— Start Data provided —

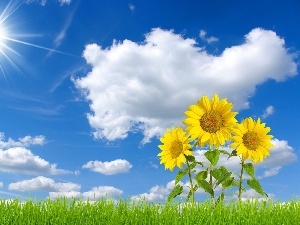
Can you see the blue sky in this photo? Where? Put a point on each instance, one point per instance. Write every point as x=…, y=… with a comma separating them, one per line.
x=87, y=87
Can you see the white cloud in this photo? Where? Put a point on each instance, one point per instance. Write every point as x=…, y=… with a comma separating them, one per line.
x=281, y=154
x=21, y=160
x=22, y=142
x=94, y=193
x=41, y=183
x=268, y=111
x=148, y=86
x=202, y=35
x=252, y=194
x=108, y=168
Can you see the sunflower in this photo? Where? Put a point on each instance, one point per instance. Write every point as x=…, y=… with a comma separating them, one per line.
x=251, y=140
x=211, y=122
x=175, y=146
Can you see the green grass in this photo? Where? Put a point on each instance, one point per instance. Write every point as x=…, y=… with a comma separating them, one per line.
x=75, y=211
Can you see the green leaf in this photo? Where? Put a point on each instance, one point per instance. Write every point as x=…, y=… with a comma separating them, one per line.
x=233, y=153
x=205, y=186
x=216, y=173
x=224, y=152
x=200, y=163
x=227, y=183
x=190, y=158
x=249, y=168
x=180, y=175
x=177, y=190
x=223, y=169
x=220, y=198
x=202, y=175
x=193, y=165
x=213, y=156
x=189, y=195
x=223, y=178
x=254, y=184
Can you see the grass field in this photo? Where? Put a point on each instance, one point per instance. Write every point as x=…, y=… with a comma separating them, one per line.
x=76, y=211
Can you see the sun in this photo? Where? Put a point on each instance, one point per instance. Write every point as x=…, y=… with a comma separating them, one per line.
x=10, y=33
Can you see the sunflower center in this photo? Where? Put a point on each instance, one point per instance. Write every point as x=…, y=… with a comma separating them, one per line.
x=251, y=140
x=211, y=122
x=176, y=149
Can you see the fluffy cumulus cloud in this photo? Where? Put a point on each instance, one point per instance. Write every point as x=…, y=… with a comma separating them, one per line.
x=268, y=111
x=109, y=168
x=41, y=183
x=21, y=160
x=22, y=142
x=147, y=86
x=203, y=36
x=93, y=194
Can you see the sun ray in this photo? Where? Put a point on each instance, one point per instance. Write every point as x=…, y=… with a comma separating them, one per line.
x=8, y=36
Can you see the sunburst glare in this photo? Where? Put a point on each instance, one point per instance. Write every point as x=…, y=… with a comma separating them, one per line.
x=8, y=35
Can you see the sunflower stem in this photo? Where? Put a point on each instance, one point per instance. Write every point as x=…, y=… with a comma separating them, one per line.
x=191, y=181
x=211, y=184
x=241, y=181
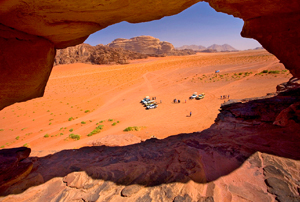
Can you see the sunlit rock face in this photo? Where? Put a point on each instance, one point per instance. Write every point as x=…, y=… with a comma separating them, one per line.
x=59, y=24
x=143, y=44
x=25, y=64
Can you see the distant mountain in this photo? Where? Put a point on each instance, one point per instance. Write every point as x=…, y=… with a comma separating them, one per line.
x=192, y=47
x=148, y=45
x=222, y=48
x=100, y=54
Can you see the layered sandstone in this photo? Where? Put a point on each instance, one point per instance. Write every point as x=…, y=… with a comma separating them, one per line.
x=100, y=54
x=61, y=24
x=144, y=44
x=243, y=156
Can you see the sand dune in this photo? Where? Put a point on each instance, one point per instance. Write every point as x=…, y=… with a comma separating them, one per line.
x=80, y=97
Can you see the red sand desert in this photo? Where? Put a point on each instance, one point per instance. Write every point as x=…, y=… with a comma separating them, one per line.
x=80, y=97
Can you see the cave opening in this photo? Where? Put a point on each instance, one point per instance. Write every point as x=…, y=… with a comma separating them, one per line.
x=251, y=152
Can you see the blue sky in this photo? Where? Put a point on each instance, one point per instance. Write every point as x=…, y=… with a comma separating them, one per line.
x=197, y=25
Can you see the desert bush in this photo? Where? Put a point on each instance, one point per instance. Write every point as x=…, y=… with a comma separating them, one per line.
x=74, y=136
x=96, y=130
x=133, y=128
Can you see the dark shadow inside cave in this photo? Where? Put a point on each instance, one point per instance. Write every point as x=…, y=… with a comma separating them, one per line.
x=240, y=130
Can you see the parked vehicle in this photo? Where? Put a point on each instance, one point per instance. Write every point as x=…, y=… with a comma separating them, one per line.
x=151, y=106
x=151, y=102
x=145, y=100
x=200, y=96
x=194, y=95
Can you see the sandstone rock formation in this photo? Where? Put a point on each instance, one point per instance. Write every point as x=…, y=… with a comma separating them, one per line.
x=193, y=47
x=148, y=45
x=222, y=48
x=143, y=44
x=45, y=25
x=242, y=157
x=212, y=48
x=100, y=54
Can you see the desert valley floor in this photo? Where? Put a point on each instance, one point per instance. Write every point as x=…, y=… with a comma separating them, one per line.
x=80, y=97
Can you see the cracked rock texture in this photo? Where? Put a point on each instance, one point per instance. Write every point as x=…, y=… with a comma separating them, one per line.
x=243, y=157
x=59, y=24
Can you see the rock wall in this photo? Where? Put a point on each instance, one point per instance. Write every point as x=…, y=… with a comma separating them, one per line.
x=143, y=44
x=244, y=156
x=59, y=24
x=100, y=54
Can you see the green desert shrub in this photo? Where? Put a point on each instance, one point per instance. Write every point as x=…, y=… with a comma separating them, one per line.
x=95, y=131
x=74, y=136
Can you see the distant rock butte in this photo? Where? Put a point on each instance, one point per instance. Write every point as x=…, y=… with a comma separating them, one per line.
x=100, y=54
x=212, y=48
x=146, y=45
x=192, y=47
x=120, y=51
x=222, y=48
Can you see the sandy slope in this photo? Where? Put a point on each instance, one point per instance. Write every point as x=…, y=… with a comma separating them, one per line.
x=92, y=93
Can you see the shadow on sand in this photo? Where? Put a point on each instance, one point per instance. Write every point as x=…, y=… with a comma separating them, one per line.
x=240, y=130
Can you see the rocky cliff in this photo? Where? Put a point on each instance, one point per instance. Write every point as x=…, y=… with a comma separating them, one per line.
x=43, y=26
x=100, y=54
x=148, y=45
x=250, y=153
x=222, y=48
x=212, y=48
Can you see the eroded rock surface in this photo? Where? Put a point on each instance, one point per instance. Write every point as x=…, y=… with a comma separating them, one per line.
x=244, y=156
x=100, y=54
x=144, y=44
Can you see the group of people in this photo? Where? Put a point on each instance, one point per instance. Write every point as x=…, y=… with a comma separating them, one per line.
x=177, y=101
x=224, y=97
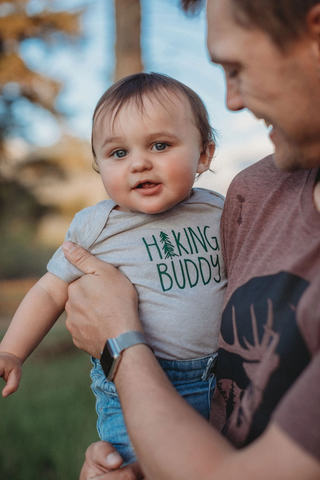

— End Data provided —

Can you write out the items from the line containing "Can you see the cave" through the line containing "x=251, y=152", including both of those lines, word for word?

• [Response]
Can you see the cave opening in this photo? Where? Put a point on each instance, one point per instance. Write every point as x=…, y=… with a comma separating them, one per line.
x=251, y=152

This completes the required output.